WHAT YOU NEED TO DO »
Starting at the row that contains "Practice step: put one dot on the amber" and ending with the row that contains "(1020, 597)", rewrite those rows with "put one dot" changed to "place one mark" and everything else kept as it is. Give back only those rows.

— START THE DATA —

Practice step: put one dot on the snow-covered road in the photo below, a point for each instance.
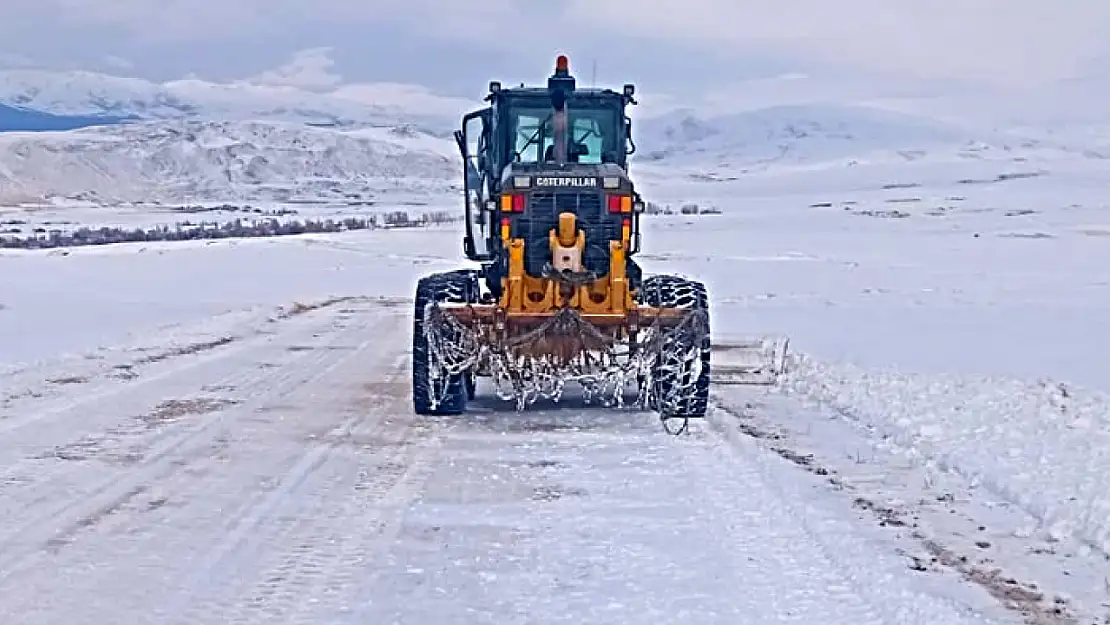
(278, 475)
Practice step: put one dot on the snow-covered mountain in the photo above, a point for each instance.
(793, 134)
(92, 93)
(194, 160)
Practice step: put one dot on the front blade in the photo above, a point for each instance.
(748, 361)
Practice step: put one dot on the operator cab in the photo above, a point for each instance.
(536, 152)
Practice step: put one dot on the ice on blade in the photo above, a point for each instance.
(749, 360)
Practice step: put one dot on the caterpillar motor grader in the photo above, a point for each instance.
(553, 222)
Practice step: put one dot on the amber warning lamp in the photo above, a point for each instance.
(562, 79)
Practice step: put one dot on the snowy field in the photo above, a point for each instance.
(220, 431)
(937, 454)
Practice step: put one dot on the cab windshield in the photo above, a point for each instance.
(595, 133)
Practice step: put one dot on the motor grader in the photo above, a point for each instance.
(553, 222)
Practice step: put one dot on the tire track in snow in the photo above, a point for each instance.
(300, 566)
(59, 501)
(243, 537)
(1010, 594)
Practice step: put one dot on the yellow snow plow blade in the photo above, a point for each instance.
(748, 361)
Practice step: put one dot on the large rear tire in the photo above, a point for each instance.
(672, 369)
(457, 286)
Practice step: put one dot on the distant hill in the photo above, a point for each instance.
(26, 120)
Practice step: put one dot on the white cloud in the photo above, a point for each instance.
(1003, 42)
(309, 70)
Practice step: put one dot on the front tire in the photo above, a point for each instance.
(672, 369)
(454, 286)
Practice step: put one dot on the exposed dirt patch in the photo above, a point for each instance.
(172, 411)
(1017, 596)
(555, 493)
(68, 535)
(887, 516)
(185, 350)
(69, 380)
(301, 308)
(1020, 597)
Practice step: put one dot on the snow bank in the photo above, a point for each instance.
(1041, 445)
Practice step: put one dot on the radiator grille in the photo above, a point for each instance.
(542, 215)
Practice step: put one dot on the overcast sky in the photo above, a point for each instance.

— END THE DATA —

TASK OUTPUT »
Practice step: place one mark on the amber warning lamp in the photo above, a point for each instance.
(562, 79)
Practice step: place one mark on the snowy field in the photo above, a point for each instance.
(220, 431)
(937, 454)
Practice step: place one mark on the cab windshield in the photo above, a point for each instance.
(595, 133)
Practice step: place one mark on the motor grader in the photo above, a point for each instance.
(553, 222)
Practice step: place one mark on the tire track in snow in the photo above, a point for each instance.
(300, 566)
(59, 501)
(243, 537)
(1010, 594)
Practice step: place one mark on the yellow snow plow blade in the photo above, a point for each instance.
(748, 361)
Practice step: place one mark on the large rear tire in the photo above, a point for each instance.
(672, 369)
(457, 286)
Practice step: place one mark on the distant hill in the photo above, a point for each instance.
(26, 120)
Practice step: place one mark on the white cloud in the photo above, a point for each instance.
(1003, 42)
(309, 70)
Practice step: place one mark on the front tire in the photo above, a point for each instance.
(672, 369)
(454, 286)
Practice step: place one mark on the exposed dirt patch in the photo above, a point for each instance.
(172, 411)
(1017, 596)
(555, 493)
(68, 535)
(887, 516)
(185, 350)
(69, 380)
(301, 308)
(1020, 597)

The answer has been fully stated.